What is being asked
Using the records below, give again exactly the lines from the line that contains "Query: car wheel" through the line that contains "Each instance receives one keypoint. Mark the reflective", both ends included, and only those.

Extracted entries
---*---

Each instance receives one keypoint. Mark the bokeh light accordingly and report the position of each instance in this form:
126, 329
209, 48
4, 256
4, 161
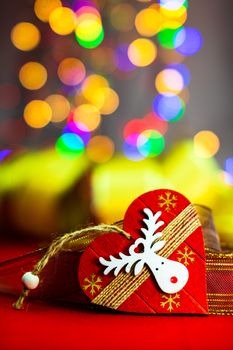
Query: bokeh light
71, 71
169, 81
89, 31
122, 17
72, 127
33, 75
188, 41
170, 108
62, 20
150, 143
172, 5
25, 36
149, 121
70, 145
166, 38
130, 148
228, 174
43, 8
4, 153
206, 144
87, 116
100, 149
148, 22
91, 84
37, 113
173, 19
142, 52
60, 107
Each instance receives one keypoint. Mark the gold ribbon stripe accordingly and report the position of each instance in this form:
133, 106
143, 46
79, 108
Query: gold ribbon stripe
117, 291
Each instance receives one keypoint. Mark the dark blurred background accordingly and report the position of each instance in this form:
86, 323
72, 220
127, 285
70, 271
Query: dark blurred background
210, 89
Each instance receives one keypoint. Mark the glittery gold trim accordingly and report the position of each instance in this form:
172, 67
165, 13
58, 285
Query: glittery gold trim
117, 291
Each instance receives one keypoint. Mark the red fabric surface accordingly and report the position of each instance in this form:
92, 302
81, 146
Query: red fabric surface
43, 326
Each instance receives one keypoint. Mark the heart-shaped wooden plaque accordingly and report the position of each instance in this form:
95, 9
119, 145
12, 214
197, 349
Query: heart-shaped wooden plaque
161, 269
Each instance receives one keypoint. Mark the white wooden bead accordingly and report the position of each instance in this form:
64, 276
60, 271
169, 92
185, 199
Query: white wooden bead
30, 280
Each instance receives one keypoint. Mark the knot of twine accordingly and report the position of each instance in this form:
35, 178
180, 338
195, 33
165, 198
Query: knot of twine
59, 244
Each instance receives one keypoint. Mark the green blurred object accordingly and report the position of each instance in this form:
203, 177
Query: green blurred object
43, 193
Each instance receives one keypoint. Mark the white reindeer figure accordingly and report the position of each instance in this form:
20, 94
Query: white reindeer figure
170, 275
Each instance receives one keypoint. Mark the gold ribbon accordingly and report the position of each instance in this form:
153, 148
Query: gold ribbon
117, 291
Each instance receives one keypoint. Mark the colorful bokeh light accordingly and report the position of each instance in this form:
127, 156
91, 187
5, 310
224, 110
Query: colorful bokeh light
100, 149
188, 41
37, 114
4, 153
150, 143
62, 20
130, 149
71, 71
89, 31
169, 81
91, 84
25, 36
43, 8
70, 145
169, 108
148, 22
206, 144
228, 166
166, 38
72, 127
33, 75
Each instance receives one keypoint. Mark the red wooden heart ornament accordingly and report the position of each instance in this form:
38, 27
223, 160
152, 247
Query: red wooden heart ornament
161, 269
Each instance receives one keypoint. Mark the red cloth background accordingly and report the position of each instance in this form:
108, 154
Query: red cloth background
48, 327
42, 326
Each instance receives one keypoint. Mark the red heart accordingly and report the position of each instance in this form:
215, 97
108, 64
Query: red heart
142, 293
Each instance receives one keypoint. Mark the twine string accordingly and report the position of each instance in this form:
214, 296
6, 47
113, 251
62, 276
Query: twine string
59, 244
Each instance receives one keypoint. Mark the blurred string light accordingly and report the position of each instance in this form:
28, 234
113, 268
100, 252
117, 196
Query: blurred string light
25, 36
62, 20
72, 127
70, 145
100, 149
4, 153
206, 144
33, 75
43, 8
142, 52
169, 81
148, 22
37, 113
169, 107
228, 174
86, 96
89, 31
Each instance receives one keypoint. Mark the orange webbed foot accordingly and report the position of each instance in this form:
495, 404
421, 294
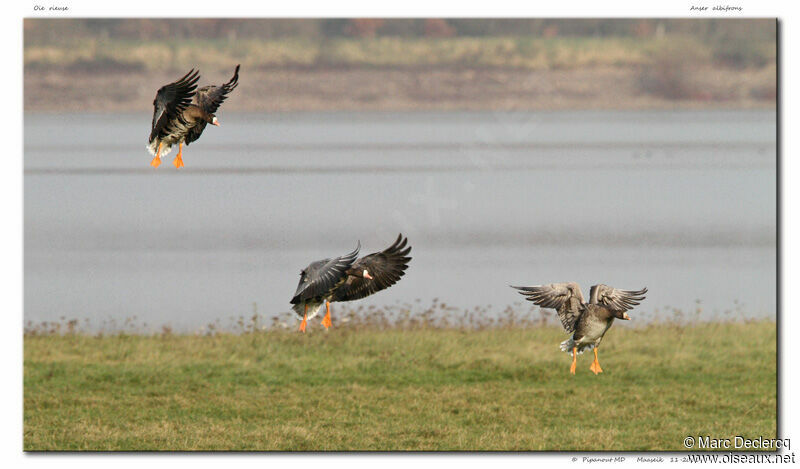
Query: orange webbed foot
326, 321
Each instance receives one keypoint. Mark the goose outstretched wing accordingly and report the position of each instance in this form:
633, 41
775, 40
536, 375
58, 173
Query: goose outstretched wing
566, 298
618, 300
170, 102
320, 278
385, 267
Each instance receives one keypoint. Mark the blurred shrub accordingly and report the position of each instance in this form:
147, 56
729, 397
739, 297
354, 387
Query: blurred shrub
740, 52
669, 75
437, 27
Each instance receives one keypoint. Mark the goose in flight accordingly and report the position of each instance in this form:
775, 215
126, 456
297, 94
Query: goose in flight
180, 114
587, 321
346, 279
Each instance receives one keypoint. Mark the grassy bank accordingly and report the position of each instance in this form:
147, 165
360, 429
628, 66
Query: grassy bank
395, 73
422, 389
532, 53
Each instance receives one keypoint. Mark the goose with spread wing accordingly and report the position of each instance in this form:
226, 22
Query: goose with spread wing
587, 321
180, 114
346, 279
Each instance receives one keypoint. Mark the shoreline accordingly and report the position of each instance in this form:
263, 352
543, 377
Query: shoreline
402, 89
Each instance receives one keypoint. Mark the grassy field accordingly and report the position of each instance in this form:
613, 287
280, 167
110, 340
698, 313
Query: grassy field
530, 53
399, 389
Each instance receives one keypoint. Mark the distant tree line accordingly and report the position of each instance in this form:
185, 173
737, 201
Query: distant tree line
713, 29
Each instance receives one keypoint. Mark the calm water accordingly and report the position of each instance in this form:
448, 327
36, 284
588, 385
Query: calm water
681, 202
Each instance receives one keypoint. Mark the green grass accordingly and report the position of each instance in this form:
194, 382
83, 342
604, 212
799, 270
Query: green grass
394, 389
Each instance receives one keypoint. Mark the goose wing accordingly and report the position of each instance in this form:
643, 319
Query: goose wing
170, 101
320, 278
209, 98
566, 298
618, 300
385, 267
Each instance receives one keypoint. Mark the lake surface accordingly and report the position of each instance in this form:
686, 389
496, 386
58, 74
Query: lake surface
681, 202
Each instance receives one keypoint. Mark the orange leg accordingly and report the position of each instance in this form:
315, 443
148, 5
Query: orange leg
157, 160
596, 364
574, 360
303, 324
326, 321
178, 161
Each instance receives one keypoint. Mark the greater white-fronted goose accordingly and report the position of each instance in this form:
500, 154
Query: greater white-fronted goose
346, 279
180, 114
587, 321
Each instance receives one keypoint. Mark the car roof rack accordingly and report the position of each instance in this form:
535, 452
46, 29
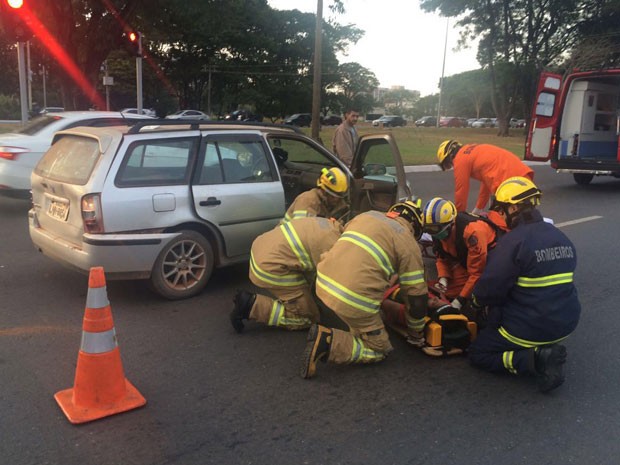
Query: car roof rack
196, 125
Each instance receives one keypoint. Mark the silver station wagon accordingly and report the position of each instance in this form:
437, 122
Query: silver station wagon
169, 201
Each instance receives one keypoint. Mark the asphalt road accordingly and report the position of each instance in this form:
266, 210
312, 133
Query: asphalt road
216, 397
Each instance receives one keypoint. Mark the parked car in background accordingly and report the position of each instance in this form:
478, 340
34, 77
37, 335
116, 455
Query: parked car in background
390, 121
331, 120
189, 114
21, 150
243, 115
46, 110
426, 121
134, 111
299, 119
450, 122
483, 123
169, 203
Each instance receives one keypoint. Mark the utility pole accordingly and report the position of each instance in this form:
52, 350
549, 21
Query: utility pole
23, 88
316, 83
443, 67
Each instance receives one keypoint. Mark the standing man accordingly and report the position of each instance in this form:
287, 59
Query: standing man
375, 250
528, 288
489, 164
461, 242
326, 200
283, 262
345, 138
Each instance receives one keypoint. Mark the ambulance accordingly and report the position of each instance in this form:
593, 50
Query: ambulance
575, 124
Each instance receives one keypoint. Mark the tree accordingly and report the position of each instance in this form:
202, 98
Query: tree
518, 38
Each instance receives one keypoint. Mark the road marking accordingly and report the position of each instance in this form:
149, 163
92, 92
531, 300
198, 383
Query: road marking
580, 220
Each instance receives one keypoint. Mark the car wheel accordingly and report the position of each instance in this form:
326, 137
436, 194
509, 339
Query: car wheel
583, 179
184, 267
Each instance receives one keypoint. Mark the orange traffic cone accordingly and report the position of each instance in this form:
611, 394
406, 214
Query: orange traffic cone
100, 388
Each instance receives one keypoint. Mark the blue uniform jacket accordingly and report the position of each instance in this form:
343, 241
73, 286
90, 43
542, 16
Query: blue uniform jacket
528, 282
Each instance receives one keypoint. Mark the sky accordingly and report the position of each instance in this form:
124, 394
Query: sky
402, 45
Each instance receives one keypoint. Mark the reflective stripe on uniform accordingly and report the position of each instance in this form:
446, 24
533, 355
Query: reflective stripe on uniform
98, 343
372, 248
97, 297
287, 280
411, 278
507, 360
297, 246
346, 295
544, 281
524, 342
361, 353
297, 214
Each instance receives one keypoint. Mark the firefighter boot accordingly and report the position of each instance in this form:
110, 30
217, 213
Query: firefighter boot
319, 343
549, 362
243, 304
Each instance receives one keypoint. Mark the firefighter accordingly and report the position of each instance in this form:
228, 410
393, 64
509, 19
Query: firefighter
375, 250
528, 288
461, 242
283, 262
489, 164
326, 200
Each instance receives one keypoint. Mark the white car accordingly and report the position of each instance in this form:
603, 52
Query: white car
189, 114
134, 111
20, 151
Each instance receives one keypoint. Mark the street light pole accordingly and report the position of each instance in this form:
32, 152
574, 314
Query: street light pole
23, 88
316, 83
139, 74
443, 67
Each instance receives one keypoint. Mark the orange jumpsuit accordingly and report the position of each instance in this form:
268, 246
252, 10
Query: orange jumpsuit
354, 275
477, 238
283, 261
488, 164
314, 202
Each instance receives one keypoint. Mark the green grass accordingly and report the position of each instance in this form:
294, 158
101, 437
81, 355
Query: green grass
418, 146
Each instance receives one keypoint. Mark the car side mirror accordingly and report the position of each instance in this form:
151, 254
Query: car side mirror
374, 169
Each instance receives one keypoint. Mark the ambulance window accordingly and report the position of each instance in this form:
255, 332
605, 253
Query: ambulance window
545, 104
552, 83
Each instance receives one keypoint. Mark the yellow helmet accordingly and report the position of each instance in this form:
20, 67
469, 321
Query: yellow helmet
438, 215
410, 211
334, 182
446, 149
517, 190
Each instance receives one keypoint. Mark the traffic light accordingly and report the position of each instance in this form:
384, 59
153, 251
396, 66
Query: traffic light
134, 45
15, 17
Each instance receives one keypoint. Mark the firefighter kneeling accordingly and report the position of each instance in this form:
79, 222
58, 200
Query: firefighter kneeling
373, 249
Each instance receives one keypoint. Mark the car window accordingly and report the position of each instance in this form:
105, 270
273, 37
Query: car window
156, 162
298, 151
71, 160
234, 161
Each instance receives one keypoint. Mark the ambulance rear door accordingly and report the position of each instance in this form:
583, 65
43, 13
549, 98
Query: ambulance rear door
541, 138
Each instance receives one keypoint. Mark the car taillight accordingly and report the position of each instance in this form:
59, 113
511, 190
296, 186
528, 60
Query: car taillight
92, 216
11, 153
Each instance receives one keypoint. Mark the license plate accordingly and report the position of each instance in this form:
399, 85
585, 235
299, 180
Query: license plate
58, 210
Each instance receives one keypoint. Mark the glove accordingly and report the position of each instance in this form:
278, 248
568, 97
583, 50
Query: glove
416, 339
458, 302
442, 284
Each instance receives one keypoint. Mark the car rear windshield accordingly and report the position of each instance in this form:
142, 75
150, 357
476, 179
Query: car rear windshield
37, 124
71, 159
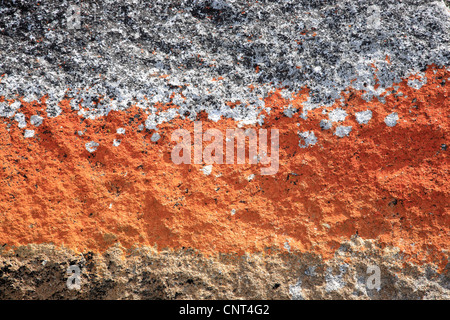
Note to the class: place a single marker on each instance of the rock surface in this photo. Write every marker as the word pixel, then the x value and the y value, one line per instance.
pixel 91 93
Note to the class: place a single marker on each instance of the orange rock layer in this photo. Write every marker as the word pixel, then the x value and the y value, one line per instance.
pixel 380 182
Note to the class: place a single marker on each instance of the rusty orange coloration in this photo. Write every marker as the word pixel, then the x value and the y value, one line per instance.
pixel 380 182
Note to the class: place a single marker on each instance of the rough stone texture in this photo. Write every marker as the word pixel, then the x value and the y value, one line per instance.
pixel 359 92
pixel 40 272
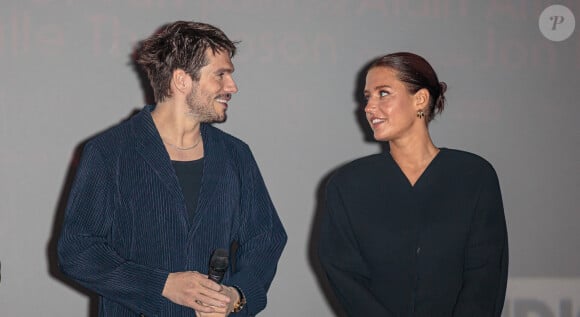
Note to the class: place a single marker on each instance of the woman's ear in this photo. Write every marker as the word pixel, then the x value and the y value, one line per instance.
pixel 422 99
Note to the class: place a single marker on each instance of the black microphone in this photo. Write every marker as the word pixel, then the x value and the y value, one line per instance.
pixel 218 265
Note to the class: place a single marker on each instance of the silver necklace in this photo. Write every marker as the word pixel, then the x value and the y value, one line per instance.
pixel 183 148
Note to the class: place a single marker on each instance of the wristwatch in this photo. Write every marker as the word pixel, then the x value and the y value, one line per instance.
pixel 241 302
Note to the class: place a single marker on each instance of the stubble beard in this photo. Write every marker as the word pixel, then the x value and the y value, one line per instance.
pixel 203 110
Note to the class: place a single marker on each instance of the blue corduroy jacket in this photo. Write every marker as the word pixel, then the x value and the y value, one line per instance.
pixel 126 226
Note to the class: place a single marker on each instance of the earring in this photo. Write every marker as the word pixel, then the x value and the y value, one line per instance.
pixel 420 114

---*---

Task solution
Query: car wheel
583, 179
184, 267
Each instance receives one keypoint. Mark the orange traffic cone accordingly and report the position of each instance in this form:
611, 394
406, 214
Query: orange traffic cone
100, 388
Each instance receives one keypoint. Mark the blue uniform jacket accordingly and report the position of each instance in this form:
343, 241
73, 286
90, 43
542, 16
Query: blue uniform jacket
528, 282
Each instance receives one keypoint. Mark the sky accordingly and report the position of each instance in this form:
124, 394
Query: sky
402, 45
Each instance receives one keypoint. Mark the reflective stripe on uniform accordingly and report the position of each instance in this form:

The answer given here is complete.